> [EXERCISES]:
1. According to the text on Anglican churches in Toronto, into how many deaneries is the city divided?
2. In the text on Anglican churches in Toronto, start at the words "There are just", end after "into nine deaneries.", and write that passage out again with "Mississauga" changed to "Brampton".
3. Translate this sentence from the text on Anglican churches in Toronto into French: "Toronto is in the Anglican Diocese of Toronto, which includes the city of Toronto and much of south central Ontario."

> [TEXT PROVIDED]:
= List of Anglican churches in Toronto =

There are just over eighty Anglican churches in the city of Toronto, Ontario, Canada. Toronto is in the Anglican Diocese of Toronto, which includes the city of Toronto and much of south central Ontario. The eastern part of Toronto is part of the York-Scarborough episcopal area while the western half of the city is in the York-Credit Valley, which also includes Mississauga and Peel. The city is further divided into nine deaneries.

> [DATA LISTING]:
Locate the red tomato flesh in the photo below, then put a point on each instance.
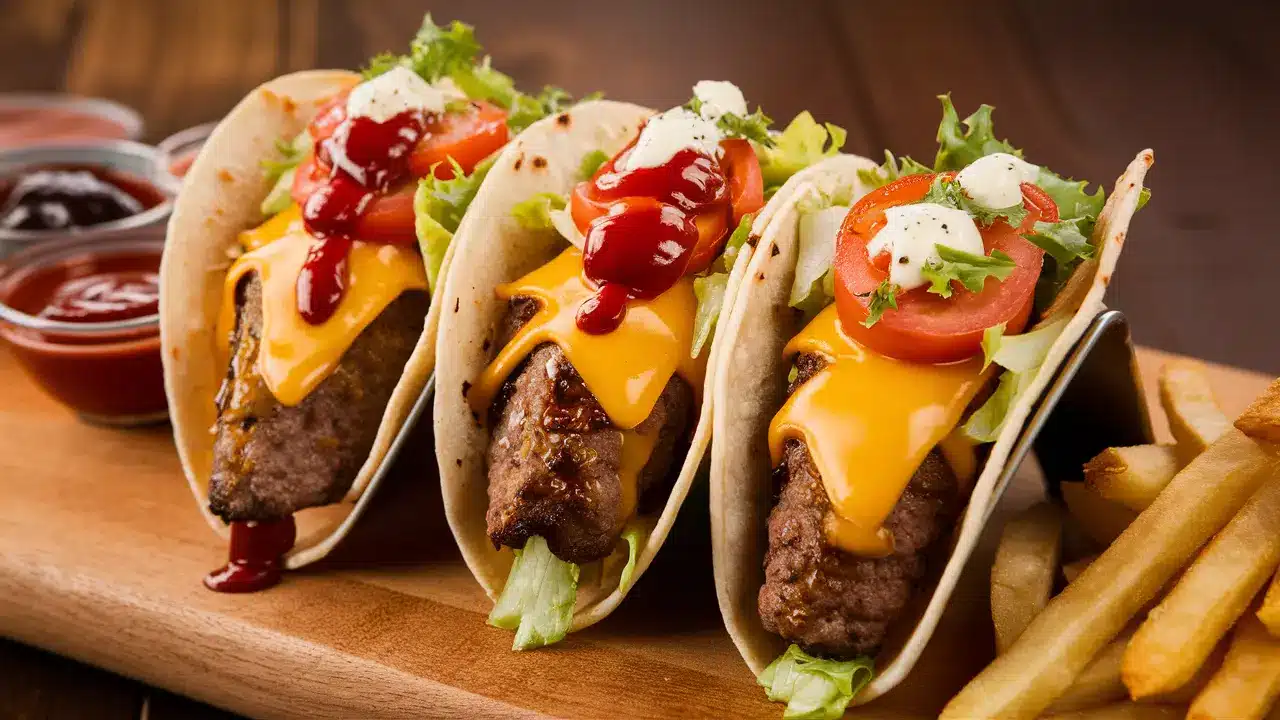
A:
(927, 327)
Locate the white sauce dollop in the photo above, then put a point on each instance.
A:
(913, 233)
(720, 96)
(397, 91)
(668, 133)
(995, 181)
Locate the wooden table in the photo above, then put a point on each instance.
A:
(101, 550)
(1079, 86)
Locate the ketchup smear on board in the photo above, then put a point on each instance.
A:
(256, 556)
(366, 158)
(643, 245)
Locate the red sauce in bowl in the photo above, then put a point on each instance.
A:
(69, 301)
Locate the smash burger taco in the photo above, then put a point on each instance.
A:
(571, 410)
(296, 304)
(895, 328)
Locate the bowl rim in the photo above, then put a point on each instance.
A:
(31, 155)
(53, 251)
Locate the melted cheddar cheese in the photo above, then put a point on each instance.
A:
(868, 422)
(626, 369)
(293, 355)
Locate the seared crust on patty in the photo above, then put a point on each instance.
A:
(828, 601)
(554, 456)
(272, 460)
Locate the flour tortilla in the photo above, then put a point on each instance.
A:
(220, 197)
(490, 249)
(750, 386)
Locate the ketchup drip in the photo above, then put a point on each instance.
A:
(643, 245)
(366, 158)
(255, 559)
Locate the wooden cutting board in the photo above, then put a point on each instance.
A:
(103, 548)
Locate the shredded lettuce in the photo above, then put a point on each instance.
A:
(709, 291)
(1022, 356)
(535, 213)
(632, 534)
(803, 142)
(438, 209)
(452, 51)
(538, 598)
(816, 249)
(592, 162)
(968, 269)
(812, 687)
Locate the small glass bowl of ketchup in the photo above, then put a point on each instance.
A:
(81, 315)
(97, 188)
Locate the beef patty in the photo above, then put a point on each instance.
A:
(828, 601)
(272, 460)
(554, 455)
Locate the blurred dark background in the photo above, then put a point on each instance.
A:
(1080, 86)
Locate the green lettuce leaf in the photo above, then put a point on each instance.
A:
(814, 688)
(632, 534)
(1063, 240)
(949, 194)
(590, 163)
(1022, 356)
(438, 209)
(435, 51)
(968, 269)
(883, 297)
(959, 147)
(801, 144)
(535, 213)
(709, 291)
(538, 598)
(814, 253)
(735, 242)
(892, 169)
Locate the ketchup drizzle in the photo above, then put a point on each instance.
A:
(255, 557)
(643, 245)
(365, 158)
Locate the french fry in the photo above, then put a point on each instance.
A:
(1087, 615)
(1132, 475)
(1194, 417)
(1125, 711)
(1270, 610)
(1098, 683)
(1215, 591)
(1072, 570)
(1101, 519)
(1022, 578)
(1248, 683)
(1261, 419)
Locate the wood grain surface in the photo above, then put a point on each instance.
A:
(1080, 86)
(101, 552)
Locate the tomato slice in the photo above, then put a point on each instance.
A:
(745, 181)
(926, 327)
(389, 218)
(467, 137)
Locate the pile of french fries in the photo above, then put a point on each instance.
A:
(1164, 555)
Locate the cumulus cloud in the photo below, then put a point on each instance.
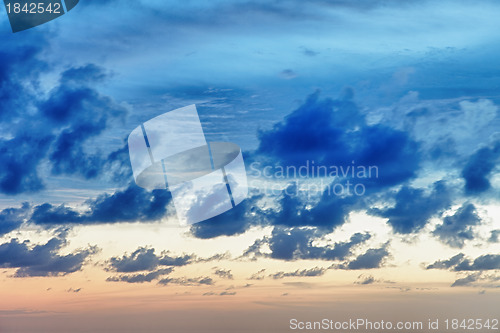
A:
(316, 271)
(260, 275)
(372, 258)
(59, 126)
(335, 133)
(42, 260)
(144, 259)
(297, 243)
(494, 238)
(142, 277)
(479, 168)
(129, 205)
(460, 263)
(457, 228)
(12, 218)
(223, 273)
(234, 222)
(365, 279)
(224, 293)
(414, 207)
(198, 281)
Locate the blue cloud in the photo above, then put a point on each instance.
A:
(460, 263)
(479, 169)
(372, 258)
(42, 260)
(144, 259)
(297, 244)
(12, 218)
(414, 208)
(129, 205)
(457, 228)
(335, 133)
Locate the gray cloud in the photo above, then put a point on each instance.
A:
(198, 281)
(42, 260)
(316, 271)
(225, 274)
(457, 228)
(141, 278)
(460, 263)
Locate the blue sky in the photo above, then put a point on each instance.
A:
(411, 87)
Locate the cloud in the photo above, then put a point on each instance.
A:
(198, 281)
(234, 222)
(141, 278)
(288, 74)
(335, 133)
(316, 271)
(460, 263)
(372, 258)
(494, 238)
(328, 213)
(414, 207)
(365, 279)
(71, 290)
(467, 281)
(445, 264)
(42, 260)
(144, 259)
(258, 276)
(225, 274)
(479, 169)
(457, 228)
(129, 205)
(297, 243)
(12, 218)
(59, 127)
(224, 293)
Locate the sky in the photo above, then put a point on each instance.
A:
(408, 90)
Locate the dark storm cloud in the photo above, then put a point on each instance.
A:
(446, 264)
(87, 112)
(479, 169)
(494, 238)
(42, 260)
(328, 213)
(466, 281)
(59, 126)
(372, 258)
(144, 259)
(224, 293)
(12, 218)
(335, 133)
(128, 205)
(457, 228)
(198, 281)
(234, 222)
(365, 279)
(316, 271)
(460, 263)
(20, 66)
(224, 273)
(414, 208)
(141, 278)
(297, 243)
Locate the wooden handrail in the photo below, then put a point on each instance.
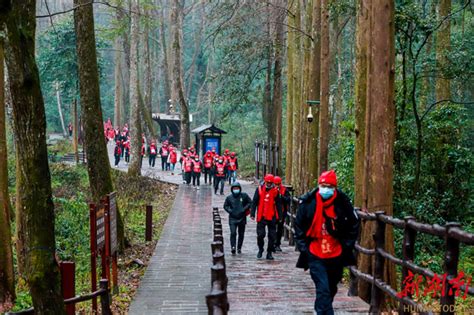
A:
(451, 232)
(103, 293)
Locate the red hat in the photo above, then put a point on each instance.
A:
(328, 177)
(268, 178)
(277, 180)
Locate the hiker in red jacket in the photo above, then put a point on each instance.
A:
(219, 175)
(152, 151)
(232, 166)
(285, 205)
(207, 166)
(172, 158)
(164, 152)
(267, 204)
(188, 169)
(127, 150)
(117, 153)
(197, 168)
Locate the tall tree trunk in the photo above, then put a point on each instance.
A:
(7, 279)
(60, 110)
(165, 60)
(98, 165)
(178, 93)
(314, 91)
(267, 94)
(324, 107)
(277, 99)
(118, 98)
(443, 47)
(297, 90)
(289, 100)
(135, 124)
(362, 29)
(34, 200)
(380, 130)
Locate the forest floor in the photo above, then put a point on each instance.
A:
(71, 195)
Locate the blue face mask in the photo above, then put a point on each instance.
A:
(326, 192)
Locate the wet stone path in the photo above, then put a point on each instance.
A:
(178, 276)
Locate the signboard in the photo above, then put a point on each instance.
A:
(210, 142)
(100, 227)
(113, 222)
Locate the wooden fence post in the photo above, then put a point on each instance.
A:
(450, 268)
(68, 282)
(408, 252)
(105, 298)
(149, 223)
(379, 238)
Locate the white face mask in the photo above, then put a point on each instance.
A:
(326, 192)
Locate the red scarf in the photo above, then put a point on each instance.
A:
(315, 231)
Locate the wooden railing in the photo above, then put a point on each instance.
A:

> [RESULTS OF THE EXERCISE]:
1. Nine.

2.
There are just over eighty Anglican churches in the city of Toronto, Ontario, Canada. Toronto is in the Anglican Diocese of Toronto, which includes the city of Toronto and much of south central Ontario. The eastern part of Toronto is part of the York-Scarborough episcopal area while the western half of the city is in the York-Credit Valley, which also includes Brampton and Peel. The city is further divided into nine deaneries.

3. Toronto fait partie du diocèse anglican de Toronto, qui comprend la ville de Toronto et une grande partie du centre-sud de l'Ontario.